-- Begin --

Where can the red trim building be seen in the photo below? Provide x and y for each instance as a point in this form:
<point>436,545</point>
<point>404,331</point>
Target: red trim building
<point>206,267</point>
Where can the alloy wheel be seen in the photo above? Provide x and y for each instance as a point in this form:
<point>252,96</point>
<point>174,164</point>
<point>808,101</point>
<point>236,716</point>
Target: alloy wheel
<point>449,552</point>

-- End --
-- Begin --

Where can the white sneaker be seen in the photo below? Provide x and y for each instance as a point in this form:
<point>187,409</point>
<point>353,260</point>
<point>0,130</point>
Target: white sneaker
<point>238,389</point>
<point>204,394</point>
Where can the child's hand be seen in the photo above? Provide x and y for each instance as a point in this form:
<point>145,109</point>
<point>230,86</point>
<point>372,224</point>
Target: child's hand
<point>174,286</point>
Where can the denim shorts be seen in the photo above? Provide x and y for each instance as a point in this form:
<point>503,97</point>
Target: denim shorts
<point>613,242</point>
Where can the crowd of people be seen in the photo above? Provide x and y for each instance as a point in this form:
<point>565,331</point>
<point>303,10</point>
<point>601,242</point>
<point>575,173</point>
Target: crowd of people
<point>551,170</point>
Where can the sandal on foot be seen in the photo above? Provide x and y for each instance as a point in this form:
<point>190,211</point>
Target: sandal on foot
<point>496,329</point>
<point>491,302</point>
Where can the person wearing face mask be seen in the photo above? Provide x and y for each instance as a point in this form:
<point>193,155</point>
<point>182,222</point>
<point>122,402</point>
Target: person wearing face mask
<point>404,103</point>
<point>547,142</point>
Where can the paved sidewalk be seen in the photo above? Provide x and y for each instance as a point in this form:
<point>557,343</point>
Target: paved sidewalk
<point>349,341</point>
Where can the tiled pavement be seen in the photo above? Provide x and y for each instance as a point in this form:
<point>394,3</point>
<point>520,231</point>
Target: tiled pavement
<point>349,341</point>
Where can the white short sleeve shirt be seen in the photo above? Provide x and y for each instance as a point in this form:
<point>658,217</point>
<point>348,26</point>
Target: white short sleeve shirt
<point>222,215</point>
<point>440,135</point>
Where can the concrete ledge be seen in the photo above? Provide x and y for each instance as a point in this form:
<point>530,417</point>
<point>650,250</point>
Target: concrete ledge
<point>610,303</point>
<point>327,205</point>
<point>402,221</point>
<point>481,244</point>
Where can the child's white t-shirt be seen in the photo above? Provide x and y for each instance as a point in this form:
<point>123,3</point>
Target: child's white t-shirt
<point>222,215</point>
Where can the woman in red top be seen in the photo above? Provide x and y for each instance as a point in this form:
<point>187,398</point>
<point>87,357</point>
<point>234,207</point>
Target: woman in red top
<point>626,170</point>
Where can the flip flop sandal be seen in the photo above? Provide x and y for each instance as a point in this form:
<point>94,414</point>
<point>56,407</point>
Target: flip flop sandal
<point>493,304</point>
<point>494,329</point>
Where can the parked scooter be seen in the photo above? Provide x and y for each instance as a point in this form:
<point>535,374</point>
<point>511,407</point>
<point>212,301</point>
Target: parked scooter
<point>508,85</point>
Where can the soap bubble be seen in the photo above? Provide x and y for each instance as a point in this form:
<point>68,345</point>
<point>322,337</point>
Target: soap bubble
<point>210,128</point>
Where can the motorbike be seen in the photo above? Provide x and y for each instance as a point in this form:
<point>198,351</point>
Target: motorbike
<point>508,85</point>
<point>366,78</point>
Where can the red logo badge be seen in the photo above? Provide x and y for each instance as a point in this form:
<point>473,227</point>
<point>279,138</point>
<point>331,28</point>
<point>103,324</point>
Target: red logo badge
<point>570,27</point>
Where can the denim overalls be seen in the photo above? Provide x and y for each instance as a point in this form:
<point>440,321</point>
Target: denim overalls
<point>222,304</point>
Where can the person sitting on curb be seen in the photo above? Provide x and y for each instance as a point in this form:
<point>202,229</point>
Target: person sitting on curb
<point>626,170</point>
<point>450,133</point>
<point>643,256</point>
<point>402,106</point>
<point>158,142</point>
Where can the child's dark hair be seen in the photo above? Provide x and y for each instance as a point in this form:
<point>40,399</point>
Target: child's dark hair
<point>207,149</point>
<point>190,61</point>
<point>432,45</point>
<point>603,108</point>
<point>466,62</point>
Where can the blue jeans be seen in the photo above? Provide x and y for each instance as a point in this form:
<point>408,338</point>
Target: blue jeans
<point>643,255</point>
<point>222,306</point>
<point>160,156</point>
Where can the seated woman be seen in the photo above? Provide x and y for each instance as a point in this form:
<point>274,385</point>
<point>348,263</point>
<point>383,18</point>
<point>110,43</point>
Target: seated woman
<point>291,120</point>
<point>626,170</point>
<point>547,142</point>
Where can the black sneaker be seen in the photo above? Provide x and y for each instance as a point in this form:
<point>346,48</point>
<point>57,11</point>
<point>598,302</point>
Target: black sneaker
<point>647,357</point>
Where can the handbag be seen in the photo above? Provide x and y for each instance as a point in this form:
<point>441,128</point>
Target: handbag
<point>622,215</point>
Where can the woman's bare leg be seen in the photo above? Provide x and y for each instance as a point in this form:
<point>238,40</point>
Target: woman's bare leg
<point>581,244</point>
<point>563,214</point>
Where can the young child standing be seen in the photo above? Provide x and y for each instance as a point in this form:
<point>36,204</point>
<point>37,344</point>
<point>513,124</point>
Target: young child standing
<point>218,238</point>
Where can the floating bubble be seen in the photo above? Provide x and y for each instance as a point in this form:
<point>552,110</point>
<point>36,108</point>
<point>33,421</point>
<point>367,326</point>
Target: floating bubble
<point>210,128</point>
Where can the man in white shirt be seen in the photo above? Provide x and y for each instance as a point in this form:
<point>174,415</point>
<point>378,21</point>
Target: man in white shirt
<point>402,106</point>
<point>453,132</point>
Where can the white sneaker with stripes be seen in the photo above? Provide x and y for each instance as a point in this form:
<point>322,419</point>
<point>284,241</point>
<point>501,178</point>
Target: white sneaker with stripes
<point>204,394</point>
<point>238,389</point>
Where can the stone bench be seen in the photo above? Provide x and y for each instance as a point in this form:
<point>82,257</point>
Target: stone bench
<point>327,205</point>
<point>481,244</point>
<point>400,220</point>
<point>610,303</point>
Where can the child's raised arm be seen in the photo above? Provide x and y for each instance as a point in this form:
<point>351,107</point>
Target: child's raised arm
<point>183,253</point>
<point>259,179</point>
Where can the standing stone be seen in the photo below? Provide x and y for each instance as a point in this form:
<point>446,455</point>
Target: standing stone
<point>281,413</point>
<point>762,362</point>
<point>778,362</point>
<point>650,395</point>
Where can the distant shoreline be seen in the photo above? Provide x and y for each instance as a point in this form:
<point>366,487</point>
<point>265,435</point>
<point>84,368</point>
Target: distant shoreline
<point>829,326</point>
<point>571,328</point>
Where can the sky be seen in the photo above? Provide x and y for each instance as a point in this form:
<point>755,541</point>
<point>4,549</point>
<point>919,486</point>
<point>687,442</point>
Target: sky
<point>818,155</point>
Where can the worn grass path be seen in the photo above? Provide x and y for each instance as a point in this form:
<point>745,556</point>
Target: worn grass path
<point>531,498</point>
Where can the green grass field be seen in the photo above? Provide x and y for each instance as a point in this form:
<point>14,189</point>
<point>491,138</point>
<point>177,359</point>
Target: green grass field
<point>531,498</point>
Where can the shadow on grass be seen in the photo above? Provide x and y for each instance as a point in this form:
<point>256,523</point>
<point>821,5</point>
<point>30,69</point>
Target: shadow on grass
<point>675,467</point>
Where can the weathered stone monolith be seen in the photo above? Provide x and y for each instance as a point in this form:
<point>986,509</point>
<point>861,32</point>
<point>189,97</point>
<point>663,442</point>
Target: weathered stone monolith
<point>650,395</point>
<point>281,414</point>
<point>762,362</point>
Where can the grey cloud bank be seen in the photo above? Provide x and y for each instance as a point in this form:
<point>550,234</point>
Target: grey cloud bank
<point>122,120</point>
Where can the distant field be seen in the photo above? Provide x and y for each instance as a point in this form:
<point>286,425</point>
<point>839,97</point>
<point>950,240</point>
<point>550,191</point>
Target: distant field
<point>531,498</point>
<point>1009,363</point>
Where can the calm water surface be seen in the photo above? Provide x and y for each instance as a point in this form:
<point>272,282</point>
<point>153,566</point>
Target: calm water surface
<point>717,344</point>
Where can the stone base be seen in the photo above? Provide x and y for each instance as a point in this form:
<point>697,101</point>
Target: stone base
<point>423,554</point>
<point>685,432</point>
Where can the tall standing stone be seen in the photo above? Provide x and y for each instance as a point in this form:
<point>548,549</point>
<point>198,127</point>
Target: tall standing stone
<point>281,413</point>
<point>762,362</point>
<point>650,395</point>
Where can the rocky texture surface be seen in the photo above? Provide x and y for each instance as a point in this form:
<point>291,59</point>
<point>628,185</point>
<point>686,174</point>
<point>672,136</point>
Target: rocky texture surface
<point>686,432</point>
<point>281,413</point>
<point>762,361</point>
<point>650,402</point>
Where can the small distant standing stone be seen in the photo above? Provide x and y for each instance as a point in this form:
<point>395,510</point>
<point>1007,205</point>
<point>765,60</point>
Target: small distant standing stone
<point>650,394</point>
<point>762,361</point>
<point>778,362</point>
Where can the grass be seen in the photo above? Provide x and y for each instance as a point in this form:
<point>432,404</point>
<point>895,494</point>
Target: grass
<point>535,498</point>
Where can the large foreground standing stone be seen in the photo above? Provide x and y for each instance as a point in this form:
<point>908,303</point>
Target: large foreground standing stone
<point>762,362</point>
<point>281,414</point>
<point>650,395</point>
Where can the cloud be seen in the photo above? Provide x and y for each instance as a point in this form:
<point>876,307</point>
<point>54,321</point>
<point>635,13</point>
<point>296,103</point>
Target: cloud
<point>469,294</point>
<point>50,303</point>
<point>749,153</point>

-- End --
-- Begin --

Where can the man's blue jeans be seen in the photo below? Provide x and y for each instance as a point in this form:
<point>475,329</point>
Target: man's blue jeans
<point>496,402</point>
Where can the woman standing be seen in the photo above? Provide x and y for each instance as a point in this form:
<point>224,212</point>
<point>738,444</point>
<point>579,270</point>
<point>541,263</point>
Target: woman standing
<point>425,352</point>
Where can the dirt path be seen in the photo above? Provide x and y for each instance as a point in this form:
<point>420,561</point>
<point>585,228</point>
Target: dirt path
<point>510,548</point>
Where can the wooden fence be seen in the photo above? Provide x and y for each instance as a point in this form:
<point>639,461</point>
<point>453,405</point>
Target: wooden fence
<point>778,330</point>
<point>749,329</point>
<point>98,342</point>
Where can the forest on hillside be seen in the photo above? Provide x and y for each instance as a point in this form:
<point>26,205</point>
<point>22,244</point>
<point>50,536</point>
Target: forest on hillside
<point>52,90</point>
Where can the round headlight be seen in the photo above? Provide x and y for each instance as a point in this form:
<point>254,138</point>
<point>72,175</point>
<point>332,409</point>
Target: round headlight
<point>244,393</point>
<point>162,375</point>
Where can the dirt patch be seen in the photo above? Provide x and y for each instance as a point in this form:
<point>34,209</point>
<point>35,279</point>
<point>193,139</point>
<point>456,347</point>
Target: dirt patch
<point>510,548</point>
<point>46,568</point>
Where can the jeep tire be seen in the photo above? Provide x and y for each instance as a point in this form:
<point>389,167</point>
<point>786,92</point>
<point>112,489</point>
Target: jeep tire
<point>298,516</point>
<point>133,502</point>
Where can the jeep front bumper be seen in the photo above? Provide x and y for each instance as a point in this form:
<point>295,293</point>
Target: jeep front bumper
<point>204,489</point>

-- End --

◆ YOUR OBJECTIVE: Rewrite the lines from the one containing "Where can the worn" down to the one containing "<point>685,432</point>", replacing "weathered stone monolith" with "weathered granite monolith" and changing nothing else.

◆ EXERCISE RESPONSE:
Where can the worn grass path be seen in the photo above? Provide x and y for each instance as a point in this form:
<point>745,556</point>
Target: worn grass path
<point>531,498</point>
Where can the green grass field be seen in the photo above? Provide x and y for each instance as a point in this form:
<point>14,189</point>
<point>491,138</point>
<point>177,359</point>
Target: green grass field
<point>531,498</point>
Where can the shadow on grass be seen in the photo above? Provide x and y for each instance as a point in this form:
<point>256,523</point>
<point>821,5</point>
<point>30,69</point>
Target: shadow on grass
<point>675,467</point>
Where can the weathered granite monolith be seen in the photo above? Provide x and y for each instance as a point in this form:
<point>986,509</point>
<point>861,32</point>
<point>189,97</point>
<point>663,442</point>
Target: weathered granite monolith
<point>650,395</point>
<point>281,414</point>
<point>762,362</point>
Where can the grey cloud bank be seen in the photo above? Provide x and y for each instance as a point in this form:
<point>550,234</point>
Target: grey cloud bank
<point>122,120</point>
Where can the distant field be seen in the photo above? Provide x and y for each instance as a point in this form:
<point>286,425</point>
<point>839,97</point>
<point>950,240</point>
<point>550,191</point>
Target: distant field
<point>531,498</point>
<point>1009,363</point>
Where can the calm water surface be seen in the photo above? Provide x and y for each instance as a point in this form:
<point>272,282</point>
<point>153,566</point>
Target: calm water surface
<point>717,344</point>
Where can the stone base be seen in the photo above? Provide x and y for each instance as a point in this form:
<point>697,101</point>
Target: stone base
<point>423,554</point>
<point>685,432</point>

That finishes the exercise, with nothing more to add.